**Work required**
Switch "rings" to "loops" in the lines from the one holding "Target: **upper story window**" through the one holding "Now the **upper", inclusive, and write out only those lines with nothing else changed.

--------------------

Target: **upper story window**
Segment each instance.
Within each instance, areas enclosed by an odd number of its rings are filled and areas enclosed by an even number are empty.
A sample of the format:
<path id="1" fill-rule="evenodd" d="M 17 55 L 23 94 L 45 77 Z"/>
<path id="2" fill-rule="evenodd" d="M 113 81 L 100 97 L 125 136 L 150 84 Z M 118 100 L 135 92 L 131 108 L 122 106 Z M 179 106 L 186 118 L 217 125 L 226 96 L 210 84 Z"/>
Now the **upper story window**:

--------------------

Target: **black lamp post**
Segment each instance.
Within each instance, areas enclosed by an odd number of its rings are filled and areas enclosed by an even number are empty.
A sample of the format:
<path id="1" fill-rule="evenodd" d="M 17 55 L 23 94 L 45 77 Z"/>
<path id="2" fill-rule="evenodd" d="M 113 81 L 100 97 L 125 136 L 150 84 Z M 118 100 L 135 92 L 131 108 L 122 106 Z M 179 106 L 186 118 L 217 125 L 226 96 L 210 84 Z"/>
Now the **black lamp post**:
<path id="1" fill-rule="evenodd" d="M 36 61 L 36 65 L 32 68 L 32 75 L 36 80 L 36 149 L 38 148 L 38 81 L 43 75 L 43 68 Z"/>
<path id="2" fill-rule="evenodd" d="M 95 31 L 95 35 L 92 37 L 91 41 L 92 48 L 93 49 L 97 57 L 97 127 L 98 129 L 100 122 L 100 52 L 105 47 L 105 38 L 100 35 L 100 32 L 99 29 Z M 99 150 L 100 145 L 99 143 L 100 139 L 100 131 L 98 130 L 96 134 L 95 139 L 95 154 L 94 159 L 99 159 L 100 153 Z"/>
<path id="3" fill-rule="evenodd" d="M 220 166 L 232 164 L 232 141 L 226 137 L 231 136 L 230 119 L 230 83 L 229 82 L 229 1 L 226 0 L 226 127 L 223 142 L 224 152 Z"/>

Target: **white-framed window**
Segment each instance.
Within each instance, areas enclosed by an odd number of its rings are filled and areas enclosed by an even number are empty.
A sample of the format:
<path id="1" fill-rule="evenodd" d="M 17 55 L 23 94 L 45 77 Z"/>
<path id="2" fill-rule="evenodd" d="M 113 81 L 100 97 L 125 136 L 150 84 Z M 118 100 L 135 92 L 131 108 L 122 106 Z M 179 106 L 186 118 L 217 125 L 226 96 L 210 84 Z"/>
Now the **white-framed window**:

--------------------

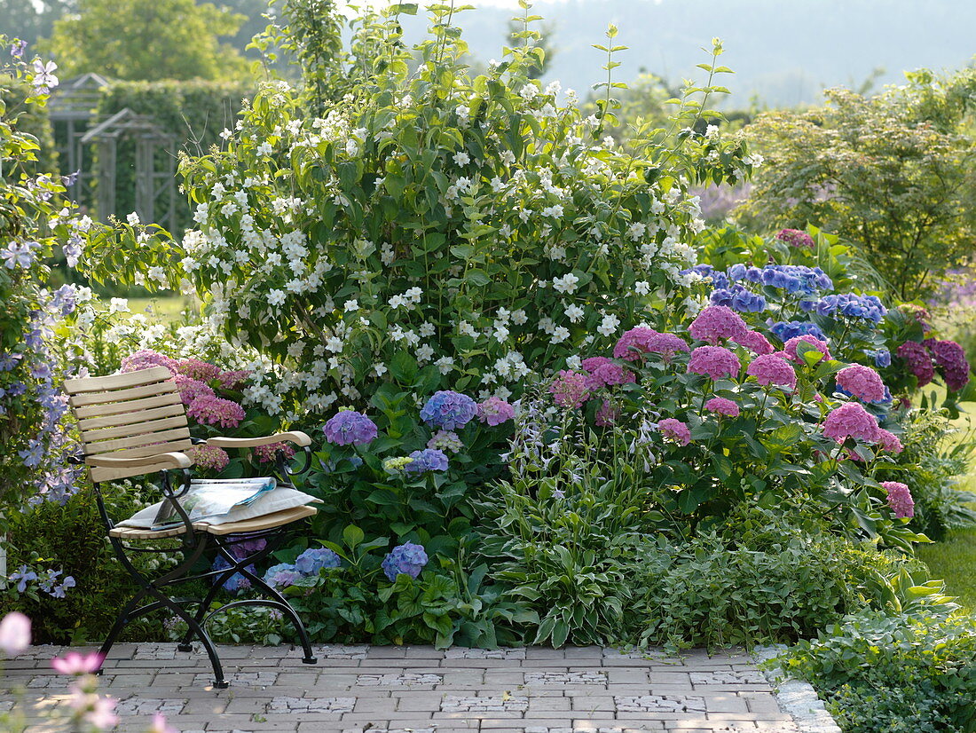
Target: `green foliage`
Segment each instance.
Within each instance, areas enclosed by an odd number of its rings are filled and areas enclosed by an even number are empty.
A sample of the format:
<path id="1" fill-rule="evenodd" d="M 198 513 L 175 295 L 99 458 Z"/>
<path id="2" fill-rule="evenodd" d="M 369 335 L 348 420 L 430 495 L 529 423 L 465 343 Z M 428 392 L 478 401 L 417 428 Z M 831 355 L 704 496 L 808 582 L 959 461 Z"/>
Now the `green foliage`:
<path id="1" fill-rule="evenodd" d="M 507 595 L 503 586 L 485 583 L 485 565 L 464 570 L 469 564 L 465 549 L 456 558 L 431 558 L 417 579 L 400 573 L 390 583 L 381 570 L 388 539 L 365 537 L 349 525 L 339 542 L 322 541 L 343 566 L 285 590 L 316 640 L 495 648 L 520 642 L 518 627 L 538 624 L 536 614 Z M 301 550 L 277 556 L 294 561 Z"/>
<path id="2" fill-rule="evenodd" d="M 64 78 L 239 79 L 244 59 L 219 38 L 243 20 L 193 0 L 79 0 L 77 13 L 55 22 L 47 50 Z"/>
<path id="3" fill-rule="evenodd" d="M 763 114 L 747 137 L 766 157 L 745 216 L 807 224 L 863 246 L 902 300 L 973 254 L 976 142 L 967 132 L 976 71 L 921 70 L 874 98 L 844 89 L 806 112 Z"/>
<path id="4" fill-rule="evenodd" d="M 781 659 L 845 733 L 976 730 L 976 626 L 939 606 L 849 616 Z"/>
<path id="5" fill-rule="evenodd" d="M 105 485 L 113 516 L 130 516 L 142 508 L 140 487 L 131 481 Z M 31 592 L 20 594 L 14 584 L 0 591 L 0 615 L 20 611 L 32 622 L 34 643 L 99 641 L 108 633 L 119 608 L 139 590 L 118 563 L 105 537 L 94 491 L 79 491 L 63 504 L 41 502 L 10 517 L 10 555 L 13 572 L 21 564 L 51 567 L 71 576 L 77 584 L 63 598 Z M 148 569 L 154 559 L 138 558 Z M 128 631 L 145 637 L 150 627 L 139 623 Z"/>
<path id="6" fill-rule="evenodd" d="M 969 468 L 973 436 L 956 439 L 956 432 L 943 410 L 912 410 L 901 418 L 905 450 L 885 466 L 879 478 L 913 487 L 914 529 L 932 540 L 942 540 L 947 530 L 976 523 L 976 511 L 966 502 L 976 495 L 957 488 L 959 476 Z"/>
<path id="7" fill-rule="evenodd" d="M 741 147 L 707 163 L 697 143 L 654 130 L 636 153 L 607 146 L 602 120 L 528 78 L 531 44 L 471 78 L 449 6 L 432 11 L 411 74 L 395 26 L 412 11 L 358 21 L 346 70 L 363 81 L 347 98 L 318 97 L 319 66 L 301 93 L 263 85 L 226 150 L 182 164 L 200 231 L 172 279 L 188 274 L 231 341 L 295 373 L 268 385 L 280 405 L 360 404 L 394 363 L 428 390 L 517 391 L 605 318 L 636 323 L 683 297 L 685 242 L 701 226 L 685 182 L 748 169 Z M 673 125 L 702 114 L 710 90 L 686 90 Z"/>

--------------------

**The completed task**
Target: **upper story window**
Segment each instance.
Within each instance, areas enclosed by an odd number of its loops are filled and areas enclosed by an even number are empty.
A sample of the format:
<path id="1" fill-rule="evenodd" d="M 17 55 L 23 94 L 45 77 Z"/>
<path id="2" fill-rule="evenodd" d="M 113 81 L 100 97 L 125 136 L 150 84 Z M 118 100 L 135 92 L 131 108 L 122 106 Z M 179 106 L 186 118 L 217 125 L 226 96 L 210 84 Z"/>
Now the **upper story window**:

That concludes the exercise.